**Exercise prompt:** Beneath this instruction is a block of data; output from it exactly the lines that run from the one containing "Target: black side step" through the one containing "Mark one point on each instance of the tinted", inclusive.
□ □ □ □ □
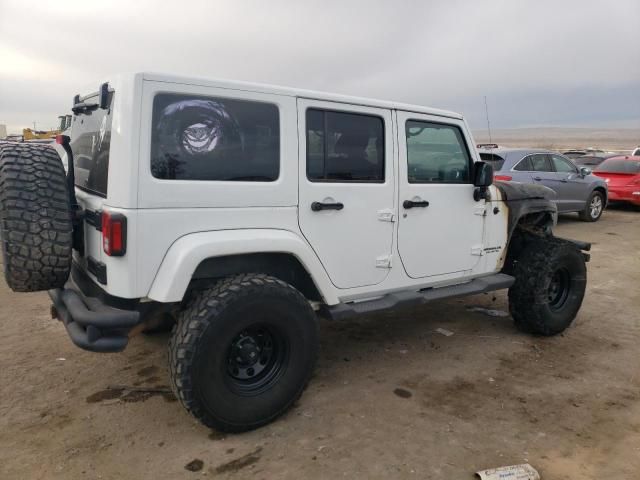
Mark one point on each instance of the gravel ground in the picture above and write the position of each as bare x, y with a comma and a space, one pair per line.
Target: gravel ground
391, 397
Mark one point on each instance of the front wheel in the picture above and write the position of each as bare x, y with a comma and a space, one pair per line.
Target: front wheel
551, 277
243, 351
594, 207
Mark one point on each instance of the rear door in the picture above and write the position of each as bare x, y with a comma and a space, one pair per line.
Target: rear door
90, 143
573, 189
346, 187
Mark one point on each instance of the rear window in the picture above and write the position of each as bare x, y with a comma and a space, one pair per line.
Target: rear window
344, 147
496, 161
619, 166
588, 160
90, 142
210, 138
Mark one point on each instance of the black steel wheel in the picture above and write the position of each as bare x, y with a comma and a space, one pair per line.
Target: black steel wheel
256, 359
551, 278
243, 351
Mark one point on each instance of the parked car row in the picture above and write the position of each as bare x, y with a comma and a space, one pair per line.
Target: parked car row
585, 181
577, 190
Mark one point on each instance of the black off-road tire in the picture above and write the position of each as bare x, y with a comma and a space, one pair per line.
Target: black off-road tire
551, 277
202, 351
594, 207
35, 218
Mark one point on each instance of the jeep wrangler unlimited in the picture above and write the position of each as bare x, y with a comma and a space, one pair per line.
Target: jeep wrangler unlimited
241, 212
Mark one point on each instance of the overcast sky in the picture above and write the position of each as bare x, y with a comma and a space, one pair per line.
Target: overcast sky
539, 62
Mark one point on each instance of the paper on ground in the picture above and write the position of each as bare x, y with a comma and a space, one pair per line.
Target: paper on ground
512, 472
444, 331
488, 311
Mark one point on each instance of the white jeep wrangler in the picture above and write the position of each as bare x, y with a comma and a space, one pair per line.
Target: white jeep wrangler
242, 212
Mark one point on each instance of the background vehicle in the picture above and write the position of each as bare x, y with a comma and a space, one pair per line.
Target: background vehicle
592, 161
245, 211
622, 174
576, 189
571, 154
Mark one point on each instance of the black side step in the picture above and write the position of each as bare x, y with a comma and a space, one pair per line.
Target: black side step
490, 283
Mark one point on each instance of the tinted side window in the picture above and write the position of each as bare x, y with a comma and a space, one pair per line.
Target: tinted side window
562, 165
540, 163
344, 147
206, 138
91, 140
496, 161
524, 165
436, 153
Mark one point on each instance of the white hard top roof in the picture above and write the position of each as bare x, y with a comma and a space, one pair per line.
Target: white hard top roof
294, 92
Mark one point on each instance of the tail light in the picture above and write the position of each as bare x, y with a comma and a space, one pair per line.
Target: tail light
114, 234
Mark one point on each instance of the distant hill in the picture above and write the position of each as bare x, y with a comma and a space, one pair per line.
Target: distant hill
561, 138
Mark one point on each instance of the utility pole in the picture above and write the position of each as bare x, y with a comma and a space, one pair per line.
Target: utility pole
486, 110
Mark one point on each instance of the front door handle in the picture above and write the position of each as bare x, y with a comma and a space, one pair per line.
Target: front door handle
317, 206
410, 204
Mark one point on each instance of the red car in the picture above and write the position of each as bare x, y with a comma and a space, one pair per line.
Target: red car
622, 175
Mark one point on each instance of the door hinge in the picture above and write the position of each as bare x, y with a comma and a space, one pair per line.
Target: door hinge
386, 215
480, 210
383, 261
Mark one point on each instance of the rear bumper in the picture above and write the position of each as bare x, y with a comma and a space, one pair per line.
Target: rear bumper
625, 194
91, 324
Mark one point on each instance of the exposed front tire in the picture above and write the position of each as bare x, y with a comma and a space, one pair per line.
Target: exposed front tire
551, 278
35, 218
243, 351
594, 207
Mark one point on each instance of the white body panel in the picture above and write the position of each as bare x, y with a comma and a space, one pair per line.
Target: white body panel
352, 254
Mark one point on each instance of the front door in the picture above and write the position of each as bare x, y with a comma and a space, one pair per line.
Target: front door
440, 226
346, 180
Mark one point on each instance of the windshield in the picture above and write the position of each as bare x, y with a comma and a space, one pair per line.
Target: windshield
619, 166
90, 142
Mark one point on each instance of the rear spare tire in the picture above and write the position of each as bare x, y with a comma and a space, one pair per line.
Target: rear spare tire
35, 218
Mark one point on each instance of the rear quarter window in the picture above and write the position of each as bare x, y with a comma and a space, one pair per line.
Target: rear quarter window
210, 138
496, 161
90, 144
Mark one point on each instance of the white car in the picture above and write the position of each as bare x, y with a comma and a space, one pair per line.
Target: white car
244, 211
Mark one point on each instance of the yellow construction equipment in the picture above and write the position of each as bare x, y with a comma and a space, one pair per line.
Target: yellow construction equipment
30, 134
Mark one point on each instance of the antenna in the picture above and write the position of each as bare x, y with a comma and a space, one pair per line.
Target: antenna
486, 110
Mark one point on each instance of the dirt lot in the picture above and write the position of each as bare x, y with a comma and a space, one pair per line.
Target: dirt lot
391, 397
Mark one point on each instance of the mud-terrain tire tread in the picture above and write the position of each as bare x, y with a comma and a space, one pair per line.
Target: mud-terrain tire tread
198, 316
527, 296
35, 218
585, 215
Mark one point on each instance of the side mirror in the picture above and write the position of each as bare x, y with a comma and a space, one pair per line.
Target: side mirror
482, 178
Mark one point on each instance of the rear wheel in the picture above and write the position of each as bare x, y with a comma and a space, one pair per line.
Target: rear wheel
35, 218
243, 351
551, 278
594, 207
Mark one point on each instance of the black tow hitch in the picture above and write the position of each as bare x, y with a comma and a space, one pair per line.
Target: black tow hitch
584, 246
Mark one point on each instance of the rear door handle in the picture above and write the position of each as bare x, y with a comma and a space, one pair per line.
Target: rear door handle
317, 206
410, 204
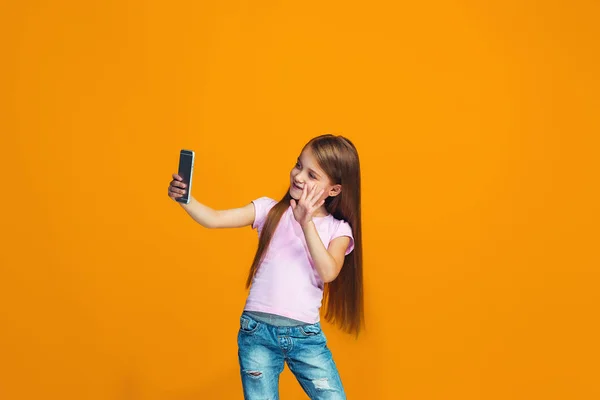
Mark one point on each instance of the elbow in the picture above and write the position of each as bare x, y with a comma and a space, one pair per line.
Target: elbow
329, 276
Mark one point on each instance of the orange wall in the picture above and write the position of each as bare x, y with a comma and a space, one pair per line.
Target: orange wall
476, 124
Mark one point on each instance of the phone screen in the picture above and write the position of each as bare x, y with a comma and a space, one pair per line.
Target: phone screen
186, 162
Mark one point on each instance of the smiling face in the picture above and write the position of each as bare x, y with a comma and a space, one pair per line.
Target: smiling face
307, 173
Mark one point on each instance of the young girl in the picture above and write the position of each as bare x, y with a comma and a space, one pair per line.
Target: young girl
309, 250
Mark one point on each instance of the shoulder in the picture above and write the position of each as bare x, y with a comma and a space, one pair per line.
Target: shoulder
341, 232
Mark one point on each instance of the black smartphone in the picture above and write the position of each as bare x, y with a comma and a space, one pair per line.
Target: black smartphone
186, 169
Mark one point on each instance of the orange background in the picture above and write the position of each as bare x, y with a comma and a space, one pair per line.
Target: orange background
476, 124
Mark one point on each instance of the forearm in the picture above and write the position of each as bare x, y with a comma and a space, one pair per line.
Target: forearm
200, 213
324, 262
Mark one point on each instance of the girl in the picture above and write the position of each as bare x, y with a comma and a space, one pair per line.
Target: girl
309, 250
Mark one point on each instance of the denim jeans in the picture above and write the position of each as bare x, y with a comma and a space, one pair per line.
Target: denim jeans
263, 349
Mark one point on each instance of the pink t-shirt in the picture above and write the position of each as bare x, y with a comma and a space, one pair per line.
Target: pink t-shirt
286, 282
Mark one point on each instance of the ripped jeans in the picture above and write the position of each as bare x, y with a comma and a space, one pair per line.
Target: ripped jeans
263, 349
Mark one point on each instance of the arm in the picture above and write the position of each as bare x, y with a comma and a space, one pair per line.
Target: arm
328, 262
206, 216
215, 219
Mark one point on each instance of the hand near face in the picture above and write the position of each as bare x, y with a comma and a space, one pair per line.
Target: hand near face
308, 204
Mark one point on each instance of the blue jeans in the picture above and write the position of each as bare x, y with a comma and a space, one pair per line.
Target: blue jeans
263, 349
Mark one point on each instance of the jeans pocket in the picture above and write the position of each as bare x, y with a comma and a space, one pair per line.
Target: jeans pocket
248, 325
311, 330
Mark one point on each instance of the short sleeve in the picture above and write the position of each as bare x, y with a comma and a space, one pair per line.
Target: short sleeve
344, 229
261, 209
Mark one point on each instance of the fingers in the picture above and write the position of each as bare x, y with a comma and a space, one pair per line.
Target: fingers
176, 187
315, 195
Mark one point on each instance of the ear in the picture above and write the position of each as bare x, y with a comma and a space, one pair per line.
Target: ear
335, 190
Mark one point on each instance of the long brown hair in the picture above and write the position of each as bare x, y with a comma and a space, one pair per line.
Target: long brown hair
343, 297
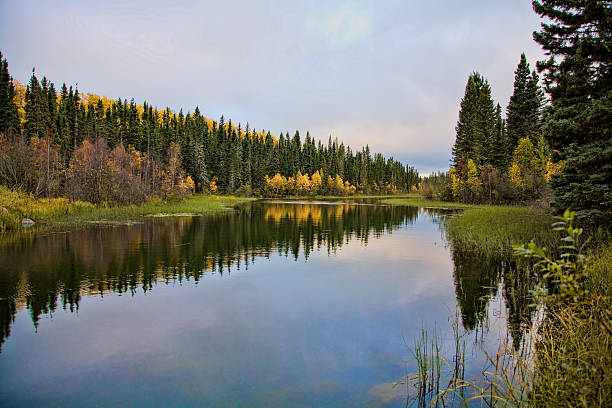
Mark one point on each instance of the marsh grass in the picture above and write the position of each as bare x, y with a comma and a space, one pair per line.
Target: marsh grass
566, 360
61, 212
417, 200
491, 231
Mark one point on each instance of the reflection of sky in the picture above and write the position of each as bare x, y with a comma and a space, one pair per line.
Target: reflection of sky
318, 332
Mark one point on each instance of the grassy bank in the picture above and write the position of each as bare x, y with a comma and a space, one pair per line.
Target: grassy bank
61, 212
416, 200
572, 364
491, 231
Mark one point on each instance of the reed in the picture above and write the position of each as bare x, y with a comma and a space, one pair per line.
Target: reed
491, 230
417, 200
61, 212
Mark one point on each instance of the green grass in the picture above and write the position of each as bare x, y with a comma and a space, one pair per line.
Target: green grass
492, 230
345, 197
61, 212
416, 200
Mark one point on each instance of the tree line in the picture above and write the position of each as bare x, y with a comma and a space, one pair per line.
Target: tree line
554, 143
81, 135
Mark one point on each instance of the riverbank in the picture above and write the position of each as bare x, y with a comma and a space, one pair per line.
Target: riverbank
61, 212
572, 364
417, 200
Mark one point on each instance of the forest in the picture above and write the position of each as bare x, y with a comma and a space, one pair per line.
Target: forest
553, 147
95, 149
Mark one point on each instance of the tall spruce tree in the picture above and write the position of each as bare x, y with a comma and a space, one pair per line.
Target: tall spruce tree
524, 109
476, 128
9, 115
577, 38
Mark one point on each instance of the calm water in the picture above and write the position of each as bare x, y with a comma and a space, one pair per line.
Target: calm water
279, 304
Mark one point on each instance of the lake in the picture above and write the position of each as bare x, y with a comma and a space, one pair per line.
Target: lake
279, 303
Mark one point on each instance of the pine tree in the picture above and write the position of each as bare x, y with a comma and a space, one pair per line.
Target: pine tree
498, 156
9, 115
524, 109
578, 77
476, 128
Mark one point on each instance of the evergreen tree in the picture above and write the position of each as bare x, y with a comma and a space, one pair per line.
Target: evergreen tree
9, 115
577, 38
525, 106
498, 148
476, 128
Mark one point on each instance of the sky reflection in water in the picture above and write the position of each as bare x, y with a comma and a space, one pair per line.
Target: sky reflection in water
282, 304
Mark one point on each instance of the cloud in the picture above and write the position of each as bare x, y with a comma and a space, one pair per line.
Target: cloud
340, 26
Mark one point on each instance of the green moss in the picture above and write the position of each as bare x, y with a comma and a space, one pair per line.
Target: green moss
61, 212
415, 200
492, 230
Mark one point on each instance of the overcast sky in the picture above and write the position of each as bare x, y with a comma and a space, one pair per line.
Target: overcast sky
387, 73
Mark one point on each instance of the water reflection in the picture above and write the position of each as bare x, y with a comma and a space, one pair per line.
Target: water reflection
333, 295
40, 271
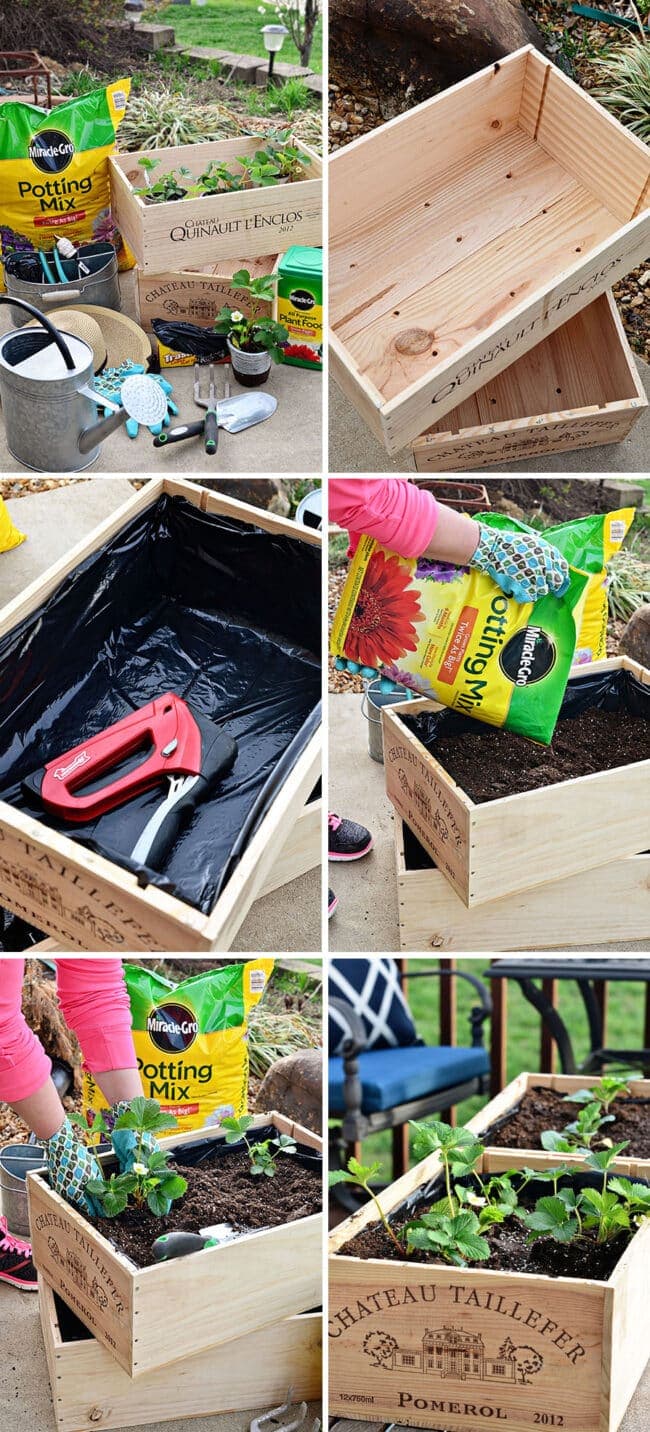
□ □ □ □ □
**Response to the task:**
Target: black side step
490, 283
Mark one point on each instance of the tinted side window in the picture above and write the position of each as bare x, y with a comma and a space, one pair per line.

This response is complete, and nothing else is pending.